**Set task**: Gather every line of the data below that contains the word "beak". Upper and lower case must match.

(Data entries)
## begin

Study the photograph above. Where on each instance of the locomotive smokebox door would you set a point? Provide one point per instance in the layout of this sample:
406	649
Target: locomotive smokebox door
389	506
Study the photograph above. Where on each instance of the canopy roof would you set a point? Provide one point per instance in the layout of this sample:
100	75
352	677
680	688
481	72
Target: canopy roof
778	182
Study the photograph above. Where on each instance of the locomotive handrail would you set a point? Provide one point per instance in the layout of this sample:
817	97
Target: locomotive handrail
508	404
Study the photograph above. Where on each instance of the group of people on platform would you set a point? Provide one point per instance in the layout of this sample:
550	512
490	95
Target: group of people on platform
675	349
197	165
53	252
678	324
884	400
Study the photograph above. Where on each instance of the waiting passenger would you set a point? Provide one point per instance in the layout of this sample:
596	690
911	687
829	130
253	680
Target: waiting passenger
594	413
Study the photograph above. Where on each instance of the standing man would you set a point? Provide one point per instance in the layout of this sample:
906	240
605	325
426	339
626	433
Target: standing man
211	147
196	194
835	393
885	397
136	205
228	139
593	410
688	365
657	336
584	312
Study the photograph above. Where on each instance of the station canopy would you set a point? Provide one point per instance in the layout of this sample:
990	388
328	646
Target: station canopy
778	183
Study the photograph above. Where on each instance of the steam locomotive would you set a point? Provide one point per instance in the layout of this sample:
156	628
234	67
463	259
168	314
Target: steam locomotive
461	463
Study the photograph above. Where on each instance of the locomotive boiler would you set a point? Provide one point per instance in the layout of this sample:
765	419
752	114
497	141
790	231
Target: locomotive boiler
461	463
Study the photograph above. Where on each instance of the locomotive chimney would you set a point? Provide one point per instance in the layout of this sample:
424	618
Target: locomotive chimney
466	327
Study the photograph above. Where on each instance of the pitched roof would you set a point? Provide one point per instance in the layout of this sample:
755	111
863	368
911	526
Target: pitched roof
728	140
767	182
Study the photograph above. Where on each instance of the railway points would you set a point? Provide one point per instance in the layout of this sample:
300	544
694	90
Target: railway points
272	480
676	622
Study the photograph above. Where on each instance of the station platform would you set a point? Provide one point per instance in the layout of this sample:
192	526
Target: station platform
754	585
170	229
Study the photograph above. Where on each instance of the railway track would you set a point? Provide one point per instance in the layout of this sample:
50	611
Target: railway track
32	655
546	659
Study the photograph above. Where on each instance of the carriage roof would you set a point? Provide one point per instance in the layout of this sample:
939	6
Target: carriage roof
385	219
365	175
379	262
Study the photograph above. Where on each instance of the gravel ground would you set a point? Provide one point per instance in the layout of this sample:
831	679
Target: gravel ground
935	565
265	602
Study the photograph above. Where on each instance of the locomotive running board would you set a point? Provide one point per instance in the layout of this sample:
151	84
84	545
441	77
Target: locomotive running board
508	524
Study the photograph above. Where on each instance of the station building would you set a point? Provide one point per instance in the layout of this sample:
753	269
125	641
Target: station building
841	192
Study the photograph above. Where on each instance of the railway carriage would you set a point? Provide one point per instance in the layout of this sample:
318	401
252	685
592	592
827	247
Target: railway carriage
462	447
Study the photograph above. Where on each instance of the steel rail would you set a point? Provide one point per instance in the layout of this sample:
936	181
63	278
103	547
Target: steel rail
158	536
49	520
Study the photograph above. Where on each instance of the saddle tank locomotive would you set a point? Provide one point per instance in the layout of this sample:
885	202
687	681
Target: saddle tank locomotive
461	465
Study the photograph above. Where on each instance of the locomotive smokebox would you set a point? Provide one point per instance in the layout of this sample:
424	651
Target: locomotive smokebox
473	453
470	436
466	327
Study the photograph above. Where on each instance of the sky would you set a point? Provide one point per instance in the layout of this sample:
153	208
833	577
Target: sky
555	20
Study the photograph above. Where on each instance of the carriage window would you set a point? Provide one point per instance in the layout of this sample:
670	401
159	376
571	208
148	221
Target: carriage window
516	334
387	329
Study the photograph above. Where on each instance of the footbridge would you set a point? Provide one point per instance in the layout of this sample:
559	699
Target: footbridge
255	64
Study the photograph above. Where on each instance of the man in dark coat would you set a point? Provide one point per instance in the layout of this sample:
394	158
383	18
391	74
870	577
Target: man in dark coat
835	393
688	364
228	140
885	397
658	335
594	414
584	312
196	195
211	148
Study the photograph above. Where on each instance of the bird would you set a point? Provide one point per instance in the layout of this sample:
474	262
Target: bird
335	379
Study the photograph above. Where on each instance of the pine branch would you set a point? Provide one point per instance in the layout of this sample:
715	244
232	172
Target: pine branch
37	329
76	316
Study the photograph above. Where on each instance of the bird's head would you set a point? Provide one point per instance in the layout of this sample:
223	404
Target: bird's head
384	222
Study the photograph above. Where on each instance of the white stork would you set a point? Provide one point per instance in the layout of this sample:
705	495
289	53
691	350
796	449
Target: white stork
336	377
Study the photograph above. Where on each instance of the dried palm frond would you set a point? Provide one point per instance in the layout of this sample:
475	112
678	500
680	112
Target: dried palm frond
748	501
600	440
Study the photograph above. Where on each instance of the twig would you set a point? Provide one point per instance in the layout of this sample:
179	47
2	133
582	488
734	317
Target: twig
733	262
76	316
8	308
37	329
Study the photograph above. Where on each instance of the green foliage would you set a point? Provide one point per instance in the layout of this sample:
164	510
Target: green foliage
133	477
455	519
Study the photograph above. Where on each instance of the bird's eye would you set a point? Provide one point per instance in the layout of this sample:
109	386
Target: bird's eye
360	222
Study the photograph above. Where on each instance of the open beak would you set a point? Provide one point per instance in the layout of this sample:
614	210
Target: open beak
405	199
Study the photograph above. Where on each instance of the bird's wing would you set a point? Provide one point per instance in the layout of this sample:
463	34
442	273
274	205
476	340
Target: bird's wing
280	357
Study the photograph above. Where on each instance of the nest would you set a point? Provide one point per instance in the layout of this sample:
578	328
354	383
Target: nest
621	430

## end
## begin

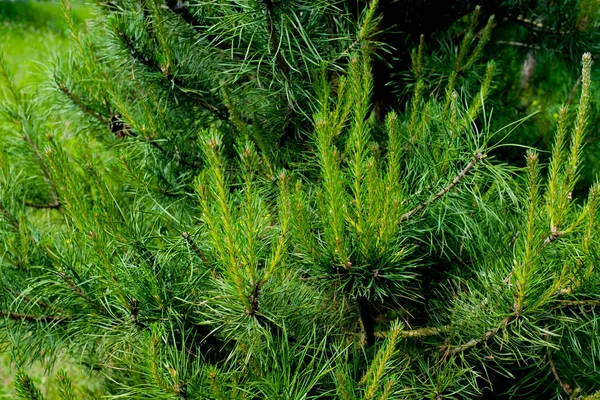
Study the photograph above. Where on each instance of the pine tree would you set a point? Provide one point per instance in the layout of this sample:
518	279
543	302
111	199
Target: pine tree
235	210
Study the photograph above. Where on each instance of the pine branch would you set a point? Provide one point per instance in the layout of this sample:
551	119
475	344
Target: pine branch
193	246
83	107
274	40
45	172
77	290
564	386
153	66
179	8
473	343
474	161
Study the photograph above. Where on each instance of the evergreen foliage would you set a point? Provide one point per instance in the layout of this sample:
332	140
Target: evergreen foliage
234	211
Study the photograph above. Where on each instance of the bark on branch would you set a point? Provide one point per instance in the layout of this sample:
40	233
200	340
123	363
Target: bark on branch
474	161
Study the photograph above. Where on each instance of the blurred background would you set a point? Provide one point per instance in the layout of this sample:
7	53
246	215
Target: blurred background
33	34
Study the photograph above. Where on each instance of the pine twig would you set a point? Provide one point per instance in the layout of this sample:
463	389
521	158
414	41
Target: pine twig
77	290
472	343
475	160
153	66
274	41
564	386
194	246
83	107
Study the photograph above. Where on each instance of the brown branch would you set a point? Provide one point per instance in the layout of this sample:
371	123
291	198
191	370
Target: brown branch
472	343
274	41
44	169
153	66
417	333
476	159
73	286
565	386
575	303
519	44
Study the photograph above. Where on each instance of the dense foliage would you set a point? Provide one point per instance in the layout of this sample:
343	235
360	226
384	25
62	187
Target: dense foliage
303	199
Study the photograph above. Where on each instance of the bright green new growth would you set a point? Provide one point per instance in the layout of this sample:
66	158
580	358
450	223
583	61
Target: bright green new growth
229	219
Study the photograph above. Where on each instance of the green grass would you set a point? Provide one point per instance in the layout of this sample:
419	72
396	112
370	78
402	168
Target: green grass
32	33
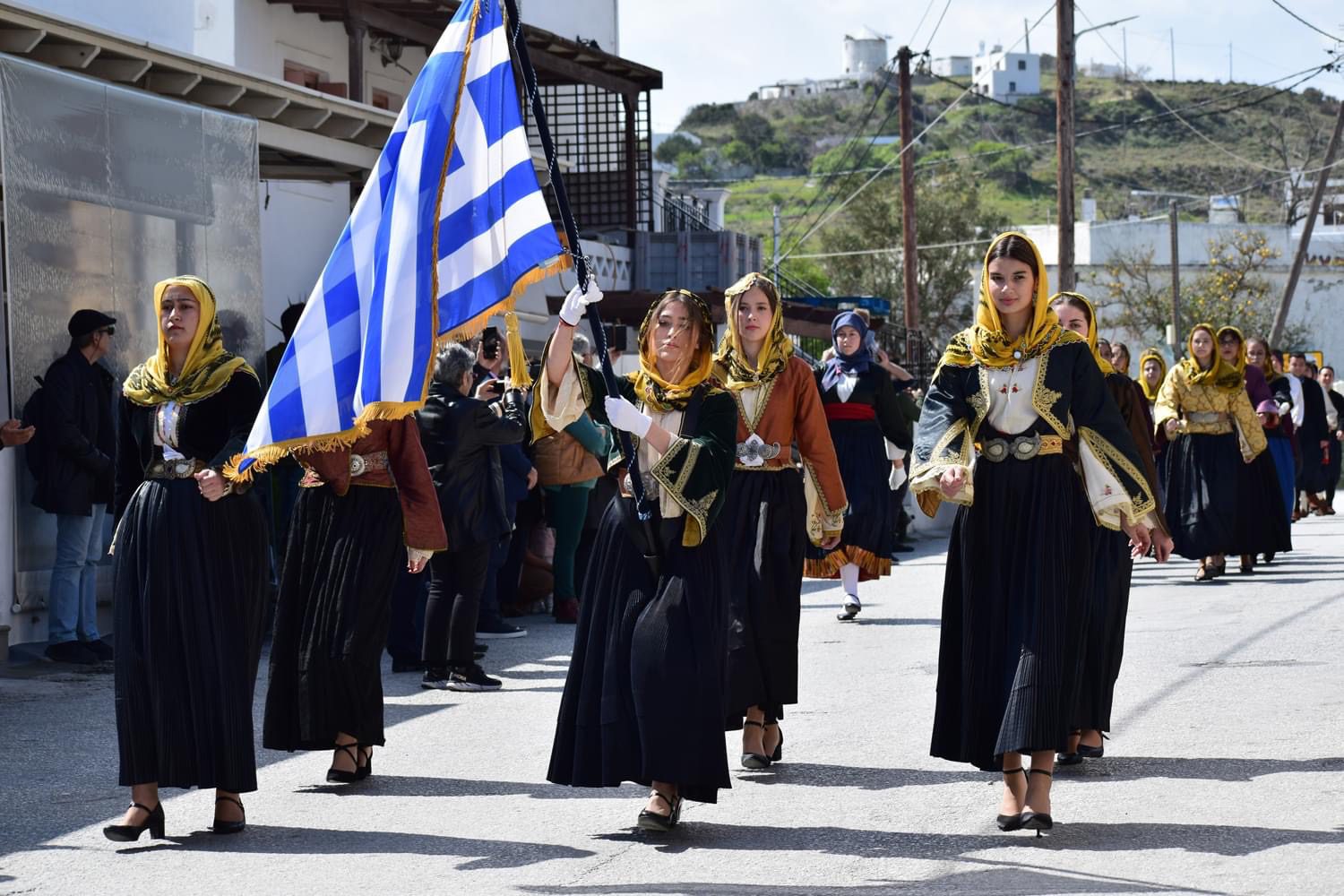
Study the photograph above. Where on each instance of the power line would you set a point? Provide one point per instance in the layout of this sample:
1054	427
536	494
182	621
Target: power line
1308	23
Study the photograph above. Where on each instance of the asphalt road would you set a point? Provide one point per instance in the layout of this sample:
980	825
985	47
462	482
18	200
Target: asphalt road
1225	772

## end
## begin

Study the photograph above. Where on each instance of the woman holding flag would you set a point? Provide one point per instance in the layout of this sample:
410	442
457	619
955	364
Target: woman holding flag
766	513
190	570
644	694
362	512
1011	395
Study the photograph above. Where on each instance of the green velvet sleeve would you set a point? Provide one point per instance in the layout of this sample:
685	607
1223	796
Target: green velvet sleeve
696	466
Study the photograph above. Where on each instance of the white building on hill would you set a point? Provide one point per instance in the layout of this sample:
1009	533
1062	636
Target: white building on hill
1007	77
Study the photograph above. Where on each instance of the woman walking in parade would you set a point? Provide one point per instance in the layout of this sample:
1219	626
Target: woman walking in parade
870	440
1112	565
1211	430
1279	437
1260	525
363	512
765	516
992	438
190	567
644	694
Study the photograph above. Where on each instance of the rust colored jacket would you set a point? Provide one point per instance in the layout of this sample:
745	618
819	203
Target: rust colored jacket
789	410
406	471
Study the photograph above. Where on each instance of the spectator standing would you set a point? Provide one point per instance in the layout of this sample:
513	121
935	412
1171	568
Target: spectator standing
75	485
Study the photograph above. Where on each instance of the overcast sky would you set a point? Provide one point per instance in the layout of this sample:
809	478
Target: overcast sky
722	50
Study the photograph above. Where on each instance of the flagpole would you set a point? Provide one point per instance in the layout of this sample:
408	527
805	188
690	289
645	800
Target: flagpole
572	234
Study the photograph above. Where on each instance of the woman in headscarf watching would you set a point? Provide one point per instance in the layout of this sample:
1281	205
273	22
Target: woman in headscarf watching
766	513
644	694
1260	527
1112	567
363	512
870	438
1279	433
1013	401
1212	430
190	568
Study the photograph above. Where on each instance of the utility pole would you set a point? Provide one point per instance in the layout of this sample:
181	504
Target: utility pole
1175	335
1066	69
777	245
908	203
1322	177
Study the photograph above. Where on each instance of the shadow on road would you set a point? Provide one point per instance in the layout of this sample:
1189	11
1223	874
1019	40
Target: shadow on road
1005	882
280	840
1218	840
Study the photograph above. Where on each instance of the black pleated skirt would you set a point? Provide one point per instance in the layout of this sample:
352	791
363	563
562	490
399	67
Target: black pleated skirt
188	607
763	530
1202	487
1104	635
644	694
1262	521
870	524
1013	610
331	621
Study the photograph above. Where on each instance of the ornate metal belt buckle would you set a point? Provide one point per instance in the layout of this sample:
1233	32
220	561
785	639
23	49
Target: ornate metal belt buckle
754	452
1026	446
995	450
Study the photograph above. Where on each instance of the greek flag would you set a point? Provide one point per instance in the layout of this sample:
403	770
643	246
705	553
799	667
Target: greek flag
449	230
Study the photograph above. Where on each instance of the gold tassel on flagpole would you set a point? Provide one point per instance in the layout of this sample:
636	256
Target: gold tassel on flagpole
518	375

## end

**Finished answer**:
Study the photograph above. Where on each instance of the open beak would you set a point? Provide one point per instance in the layout of this sample:
Target: open beak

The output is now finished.